To do: Rewrite the material below, substituting "sample" for each occurrence of "example" and leaving everything else unchanged.

#### Entries provided

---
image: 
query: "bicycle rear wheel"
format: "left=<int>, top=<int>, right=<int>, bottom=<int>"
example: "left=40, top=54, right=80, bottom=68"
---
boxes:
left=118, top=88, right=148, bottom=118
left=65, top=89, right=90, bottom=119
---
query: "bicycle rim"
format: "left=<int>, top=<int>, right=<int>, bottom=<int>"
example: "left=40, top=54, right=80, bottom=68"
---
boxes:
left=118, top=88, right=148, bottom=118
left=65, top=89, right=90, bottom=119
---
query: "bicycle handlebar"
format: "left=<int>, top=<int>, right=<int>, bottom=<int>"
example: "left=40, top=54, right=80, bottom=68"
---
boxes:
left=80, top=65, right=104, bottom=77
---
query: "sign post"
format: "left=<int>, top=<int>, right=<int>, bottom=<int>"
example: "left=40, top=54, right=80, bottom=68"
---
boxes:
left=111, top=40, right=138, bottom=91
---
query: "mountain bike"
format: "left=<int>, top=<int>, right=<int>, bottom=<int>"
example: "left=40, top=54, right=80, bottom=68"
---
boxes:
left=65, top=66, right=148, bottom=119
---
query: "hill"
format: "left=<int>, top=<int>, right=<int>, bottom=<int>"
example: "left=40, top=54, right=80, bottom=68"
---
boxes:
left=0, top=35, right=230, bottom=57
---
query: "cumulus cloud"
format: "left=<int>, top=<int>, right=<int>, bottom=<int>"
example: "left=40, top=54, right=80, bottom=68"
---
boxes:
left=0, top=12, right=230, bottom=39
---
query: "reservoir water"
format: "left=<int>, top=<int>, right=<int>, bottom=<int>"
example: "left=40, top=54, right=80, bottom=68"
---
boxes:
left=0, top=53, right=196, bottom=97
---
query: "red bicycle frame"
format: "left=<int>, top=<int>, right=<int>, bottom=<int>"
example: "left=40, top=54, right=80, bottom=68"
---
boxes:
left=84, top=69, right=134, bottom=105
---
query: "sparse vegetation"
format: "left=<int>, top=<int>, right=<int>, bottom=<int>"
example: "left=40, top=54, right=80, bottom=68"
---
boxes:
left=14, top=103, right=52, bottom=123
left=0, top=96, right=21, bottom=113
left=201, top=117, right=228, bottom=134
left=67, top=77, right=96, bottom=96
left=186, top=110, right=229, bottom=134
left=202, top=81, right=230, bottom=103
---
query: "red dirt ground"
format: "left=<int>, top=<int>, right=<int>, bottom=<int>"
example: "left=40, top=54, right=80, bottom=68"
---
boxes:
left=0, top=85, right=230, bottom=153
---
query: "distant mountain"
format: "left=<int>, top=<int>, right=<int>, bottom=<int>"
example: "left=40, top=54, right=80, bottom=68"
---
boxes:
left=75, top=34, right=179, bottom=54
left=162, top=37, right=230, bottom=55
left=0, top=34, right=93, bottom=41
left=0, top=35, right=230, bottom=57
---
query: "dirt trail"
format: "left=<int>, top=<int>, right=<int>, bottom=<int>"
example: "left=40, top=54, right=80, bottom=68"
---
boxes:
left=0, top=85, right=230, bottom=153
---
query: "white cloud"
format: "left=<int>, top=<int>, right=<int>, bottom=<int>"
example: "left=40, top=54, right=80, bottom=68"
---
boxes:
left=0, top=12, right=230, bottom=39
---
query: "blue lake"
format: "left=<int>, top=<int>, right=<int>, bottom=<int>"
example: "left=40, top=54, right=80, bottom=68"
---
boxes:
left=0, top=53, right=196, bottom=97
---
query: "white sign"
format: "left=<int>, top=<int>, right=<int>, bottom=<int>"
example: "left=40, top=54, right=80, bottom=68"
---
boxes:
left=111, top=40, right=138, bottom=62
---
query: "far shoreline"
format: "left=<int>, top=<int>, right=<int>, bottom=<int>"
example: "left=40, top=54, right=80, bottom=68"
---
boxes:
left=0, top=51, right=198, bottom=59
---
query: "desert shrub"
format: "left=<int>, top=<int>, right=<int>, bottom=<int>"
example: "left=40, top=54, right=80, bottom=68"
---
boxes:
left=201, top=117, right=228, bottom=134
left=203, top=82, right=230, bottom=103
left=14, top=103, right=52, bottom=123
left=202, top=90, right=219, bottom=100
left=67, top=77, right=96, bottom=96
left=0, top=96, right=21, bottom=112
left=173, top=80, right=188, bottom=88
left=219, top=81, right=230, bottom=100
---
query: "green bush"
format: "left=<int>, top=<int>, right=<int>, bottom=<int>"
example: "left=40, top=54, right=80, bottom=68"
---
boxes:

########

Problem solution:
---
image: 
query: "bicycle rear wheel"
format: "left=<int>, top=<int>, right=<int>, bottom=<int>"
sample: "left=40, top=54, right=80, bottom=68"
---
boxes:
left=118, top=88, right=148, bottom=118
left=65, top=89, right=90, bottom=119
---
query: "bicycle rim"
format: "left=<int>, top=<int>, right=<int>, bottom=<int>"
sample: "left=40, top=54, right=80, bottom=68"
---
boxes:
left=118, top=88, right=148, bottom=118
left=65, top=89, right=90, bottom=119
---
query: "bicycle handlebar"
format: "left=<int>, top=<int>, right=<int>, bottom=<int>"
sample: "left=40, top=54, right=80, bottom=68"
---
boxes:
left=80, top=65, right=104, bottom=77
---
query: "sign post"
format: "left=<int>, top=<int>, right=<int>, bottom=<int>"
sample: "left=40, top=54, right=80, bottom=68"
---
boxes:
left=111, top=40, right=138, bottom=91
---
query: "mountain bike"
format: "left=<int>, top=<int>, right=<int>, bottom=<int>"
sample: "left=40, top=54, right=80, bottom=68"
---
boxes:
left=65, top=66, right=148, bottom=119
---
query: "hill"
format: "left=<int>, top=<int>, right=<int>, bottom=<int>"
sample: "left=40, top=54, right=80, bottom=68"
---
boxes:
left=0, top=35, right=230, bottom=57
---
query: "cumulus cloud"
format: "left=<int>, top=<int>, right=<int>, bottom=<int>"
sample: "left=40, top=54, right=80, bottom=68"
---
boxes:
left=0, top=12, right=230, bottom=39
---
query: "reservoir water"
format: "left=<int>, top=<int>, right=<int>, bottom=<int>"
sample: "left=40, top=54, right=80, bottom=68"
---
boxes:
left=0, top=53, right=196, bottom=97
---
query: "red bicycle frame"
format: "left=<int>, top=<int>, right=<int>, bottom=<int>"
sample: "left=40, top=54, right=80, bottom=68"
---
boxes:
left=84, top=69, right=134, bottom=105
---
query: "sparse vegetation"
format: "left=<int>, top=<int>, right=<int>, bottom=<int>"
sample: "left=40, top=54, right=80, bottom=68"
---
boxes:
left=14, top=103, right=52, bottom=123
left=0, top=96, right=21, bottom=113
left=201, top=117, right=228, bottom=134
left=67, top=77, right=96, bottom=96
left=186, top=110, right=229, bottom=134
left=202, top=81, right=230, bottom=103
---
query: "red dirt ground"
format: "left=<int>, top=<int>, right=<int>, bottom=<int>"
sample: "left=40, top=54, right=80, bottom=68"
---
boxes:
left=0, top=85, right=230, bottom=153
---
query: "distant mountain"
format: "left=<int>, top=<int>, right=<int>, bottom=<int>"
sample: "left=40, top=54, right=80, bottom=68"
---
boxes:
left=75, top=34, right=179, bottom=54
left=162, top=37, right=230, bottom=55
left=0, top=34, right=93, bottom=41
left=0, top=35, right=230, bottom=57
---
query: "dirt trail"
format: "left=<int>, top=<int>, right=<int>, bottom=<int>"
sample: "left=40, top=54, right=80, bottom=68"
---
boxes:
left=0, top=85, right=230, bottom=153
---
query: "white cloud"
format: "left=<int>, top=<int>, right=<int>, bottom=<int>"
sample: "left=40, top=54, right=80, bottom=68"
---
boxes:
left=0, top=12, right=230, bottom=39
---
query: "blue lake"
format: "left=<int>, top=<int>, right=<int>, bottom=<int>"
sample: "left=40, top=54, right=80, bottom=68"
---
boxes:
left=0, top=53, right=196, bottom=97
---
query: "white sign"
format: "left=<int>, top=<int>, right=<int>, bottom=<int>"
sample: "left=40, top=54, right=80, bottom=68"
---
boxes:
left=111, top=40, right=138, bottom=62
---
query: "far shoreline"
format: "left=<int>, top=<int>, right=<int>, bottom=<int>"
sample: "left=40, top=54, right=80, bottom=68"
---
boxes:
left=0, top=51, right=198, bottom=59
---
query: "desert shrub"
format: "left=<int>, top=<int>, right=<int>, bottom=<int>"
sample: "left=40, top=54, right=80, bottom=68"
---
boxes:
left=201, top=117, right=228, bottom=134
left=203, top=82, right=230, bottom=103
left=14, top=103, right=52, bottom=123
left=202, top=90, right=219, bottom=100
left=67, top=77, right=96, bottom=96
left=0, top=96, right=21, bottom=112
left=173, top=80, right=188, bottom=88
left=219, top=81, right=230, bottom=100
---
query: "green bush"
format: "left=<int>, top=<int>, right=<int>, bottom=<int>"
sample: "left=40, top=54, right=80, bottom=68"
---
boxes:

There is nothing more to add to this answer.